Segment Start: DATA FOR THIS TASK
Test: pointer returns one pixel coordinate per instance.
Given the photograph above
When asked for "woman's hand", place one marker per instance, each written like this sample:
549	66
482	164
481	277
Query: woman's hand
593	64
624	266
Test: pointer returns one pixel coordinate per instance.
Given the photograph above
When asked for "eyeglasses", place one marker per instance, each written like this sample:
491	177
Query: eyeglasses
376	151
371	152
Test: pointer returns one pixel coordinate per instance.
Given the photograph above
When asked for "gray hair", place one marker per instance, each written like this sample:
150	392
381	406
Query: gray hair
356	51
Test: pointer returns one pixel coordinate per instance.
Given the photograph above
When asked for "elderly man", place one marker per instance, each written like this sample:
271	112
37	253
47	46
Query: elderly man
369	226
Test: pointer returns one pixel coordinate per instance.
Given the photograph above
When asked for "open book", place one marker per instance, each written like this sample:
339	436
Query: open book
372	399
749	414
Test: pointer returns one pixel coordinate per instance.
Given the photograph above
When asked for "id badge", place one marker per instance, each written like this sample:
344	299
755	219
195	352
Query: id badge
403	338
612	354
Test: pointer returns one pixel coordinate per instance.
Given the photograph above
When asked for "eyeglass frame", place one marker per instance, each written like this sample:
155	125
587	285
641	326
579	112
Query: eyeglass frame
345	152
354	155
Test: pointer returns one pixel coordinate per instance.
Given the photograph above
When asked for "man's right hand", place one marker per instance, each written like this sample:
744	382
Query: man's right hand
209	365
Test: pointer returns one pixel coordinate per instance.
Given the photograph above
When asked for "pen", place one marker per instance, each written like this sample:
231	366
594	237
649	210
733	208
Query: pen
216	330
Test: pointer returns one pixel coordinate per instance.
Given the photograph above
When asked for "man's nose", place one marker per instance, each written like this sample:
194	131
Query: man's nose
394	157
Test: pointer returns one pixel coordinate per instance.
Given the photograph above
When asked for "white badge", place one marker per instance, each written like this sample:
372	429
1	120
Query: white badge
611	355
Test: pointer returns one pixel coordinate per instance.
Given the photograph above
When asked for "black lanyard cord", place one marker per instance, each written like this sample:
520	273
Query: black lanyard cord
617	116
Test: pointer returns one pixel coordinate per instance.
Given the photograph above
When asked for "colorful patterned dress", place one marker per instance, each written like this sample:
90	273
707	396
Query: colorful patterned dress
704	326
Segment End: DATA FOR THIS TASK
[EXERCISE REQUIREMENTS] Copy out every record again, letter for letter.

[RESULT OF THE TASK]
Test: pointer returns one pixel coordinate per instance.
Given the photograph above
When asked for "woman's hand", place one marker per instance, each written like this sample:
549	66
482	164
481	277
Query: woman's hand
593	64
624	266
Test: pointer returns one pixel coordinate per instance.
Given the photograph above
When asked for "eyeglasses", place one marker per instance, each written like this sample:
491	177
Query: eyeglasses
376	151
371	152
Test: pointer returns one pixel coordinate per instance.
Given the photograph above
When asked for "gray hair", place one marker per instance, each written like this sample:
150	392
381	406
Query: gray hair
356	51
Test: pointer returns one pixel coordinate per instance.
Given the photograph above
When asked for "elderly man", place one marker per instance, each written like this sample:
271	112
37	253
47	46
Query: elderly man
369	226
Test: pointer returns one pixel coordinate per instance.
Given the photograph above
When asked for "open book", place one marker per instance, each written like this sample:
339	436
Query: open book
372	399
749	414
Test: pointer returns one pixel coordinate per instance.
Given the photograph above
When asked for "id badge", place one marker per instance, each written like this sample:
344	299
755	219
195	352
Query: id badge
403	338
612	354
Test: pointer returns one pixel coordinate per instance.
Given the photograph above
When asked for "eyeglass frame", place one marker per instance, each written like this sample:
155	125
587	285
641	326
579	112
Query: eyeglass frame
345	152
354	155
Test: pointer returns one pixel coordinate per instance.
Given the photograph above
When asked for "man's right hand", place one marker per instance, each written like this sample:
744	382
Query: man's right hand
209	365
Test: pointer returns one pixel coordinate per instance.
Given the photograph above
When asked for "pen", place one marker per instance, each written like this sample:
231	366
594	237
649	210
733	208
Query: pen
216	330
Test: pointer returns one pixel coordinate per instance.
Given the photograph above
When asked for "man's nose", place one marker per instance, each written like this sample:
194	131
Query: man's nose
394	157
Test: pointer returns one pixel coordinate per instance.
Given the photograph above
When asked for "white badge", place one marker per instance, each written like this sample:
372	429
1	120
Query: white badge
611	355
Test: pointer returns one pixel coordinate per instance.
Given the photograph above
When asked for "black lanyard cord", place one marker per instance, each written like this sample:
520	273
Query: black lanyard cord
617	116
Test: pointer returns one pixel coordinate per instance.
Given the photograph above
When asked for "colorful patterned dress", place one marker per instance, each written like this sample:
90	273
707	396
Query: colorful patterned dress
704	326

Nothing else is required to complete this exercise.